_Required work_
Reproduce all entries precisely, down to the last character.

• • • • •

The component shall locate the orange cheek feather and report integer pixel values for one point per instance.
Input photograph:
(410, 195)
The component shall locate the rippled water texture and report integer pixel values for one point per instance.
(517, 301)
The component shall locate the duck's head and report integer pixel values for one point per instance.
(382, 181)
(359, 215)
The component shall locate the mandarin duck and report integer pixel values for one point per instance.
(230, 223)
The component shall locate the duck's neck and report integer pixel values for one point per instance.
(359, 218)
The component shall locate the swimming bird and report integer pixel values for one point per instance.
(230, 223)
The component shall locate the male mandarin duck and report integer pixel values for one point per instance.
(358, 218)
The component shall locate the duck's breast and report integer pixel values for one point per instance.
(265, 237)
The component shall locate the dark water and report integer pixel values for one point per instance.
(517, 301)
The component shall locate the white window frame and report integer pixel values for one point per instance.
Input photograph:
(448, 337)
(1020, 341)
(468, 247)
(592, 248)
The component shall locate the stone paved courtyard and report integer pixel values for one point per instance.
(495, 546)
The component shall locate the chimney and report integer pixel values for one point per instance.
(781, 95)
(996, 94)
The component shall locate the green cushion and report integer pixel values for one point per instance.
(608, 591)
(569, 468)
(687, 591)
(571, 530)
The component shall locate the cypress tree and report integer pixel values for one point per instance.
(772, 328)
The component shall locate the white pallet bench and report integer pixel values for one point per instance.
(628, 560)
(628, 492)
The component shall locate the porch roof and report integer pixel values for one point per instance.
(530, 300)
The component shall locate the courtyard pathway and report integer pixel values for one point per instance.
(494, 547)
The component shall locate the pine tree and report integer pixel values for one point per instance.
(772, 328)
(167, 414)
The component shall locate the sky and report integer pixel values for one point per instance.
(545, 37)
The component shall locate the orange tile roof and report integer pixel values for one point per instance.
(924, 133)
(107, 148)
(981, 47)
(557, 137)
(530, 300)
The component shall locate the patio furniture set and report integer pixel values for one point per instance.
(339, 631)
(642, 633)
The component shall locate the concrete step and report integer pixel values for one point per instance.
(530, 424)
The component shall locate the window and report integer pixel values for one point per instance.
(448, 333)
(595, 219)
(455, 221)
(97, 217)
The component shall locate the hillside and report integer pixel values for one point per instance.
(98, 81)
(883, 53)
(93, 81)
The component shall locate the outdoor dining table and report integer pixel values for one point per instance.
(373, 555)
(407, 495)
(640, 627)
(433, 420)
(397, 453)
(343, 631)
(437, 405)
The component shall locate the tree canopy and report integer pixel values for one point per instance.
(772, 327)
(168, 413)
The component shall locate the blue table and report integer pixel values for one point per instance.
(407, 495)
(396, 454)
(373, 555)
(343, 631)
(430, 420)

• • • • •

_Reply_
The component shall locate the orange cheek feather and report integer pixel values for one point per instance.
Input photograph:
(410, 195)
The component shall locate the rippled water texture and report integer pixel values for one point per instance.
(517, 301)
The component shall locate the duck's head and report integer pixel values for one point per instance.
(382, 181)
(359, 215)
The component shall locate the mandarin duck and report integer pixel values for one point per instance.
(230, 223)
The component shall locate the duck's neck and report integer pixel values for one point per instance.
(359, 218)
The component shall locate the swimming bird and report integer pixel values for one point per instance.
(230, 223)
The component shall locate the male mandarin duck and report integer pixel values for one point per instance.
(358, 218)
The component shall locate the duck's breast and report integer pixel values for one point per instance.
(265, 237)
The component shall locate the dark water and report integer pixel values for one point per instance.
(517, 301)
The component shall locate the white window frame and report integer pixel values for one point per instance.
Input photograph:
(448, 337)
(1020, 341)
(468, 247)
(592, 248)
The component shall locate the stone paved courtyard and report integer pixel values for one point per instance.
(495, 546)
The component shall locate the chimney and report integer pixel values for one point per instance.
(781, 95)
(996, 94)
The component shall locate the green cushion and report integer pixel values for one point per instance.
(608, 591)
(569, 468)
(687, 591)
(571, 530)
The component shall locate the cypress tree and report integer pixel values for one point per instance.
(772, 328)
The component shall locate the white pallet bench and report integer pixel values for one point per instance.
(628, 560)
(628, 492)
The component shall locate the porch roof and report integer pixel values for one point per instance.
(530, 300)
The component shall locate the courtyard pathway and report integer pixel values for one point per instance.
(494, 547)
The component shall locate the pine tree and report integer pixel values for one point per instance.
(772, 328)
(167, 414)
The component shall locate the sky and report integer pixel values for one point per instance.
(545, 37)
The component shall locate the orange tile roof and report integer pixel values for one point per instance.
(924, 133)
(107, 148)
(981, 47)
(557, 137)
(530, 300)
The component shall locate the patio furniture set and report integer pixel values for one point per instance.
(339, 631)
(642, 633)
The component shall locate the concrete step and report integer pixel values for one point per instance.
(530, 424)
The component shall locate the window and report integer pixel values for one point per instance.
(448, 333)
(595, 219)
(455, 221)
(97, 217)
The component shall locate the hillside and report integer pixel values for one point per instance.
(98, 81)
(883, 53)
(93, 81)
The component shall locate the outdoor dining table and report integer pixel values for one point per instance.
(373, 555)
(407, 495)
(640, 627)
(433, 420)
(397, 453)
(343, 631)
(437, 405)
The component shall locate the tree canopy and report integer pixel values for one point per instance.
(772, 327)
(168, 413)
The component shall locate the blue table and report integer pixel values for one point per instance.
(407, 495)
(396, 454)
(373, 555)
(343, 631)
(430, 420)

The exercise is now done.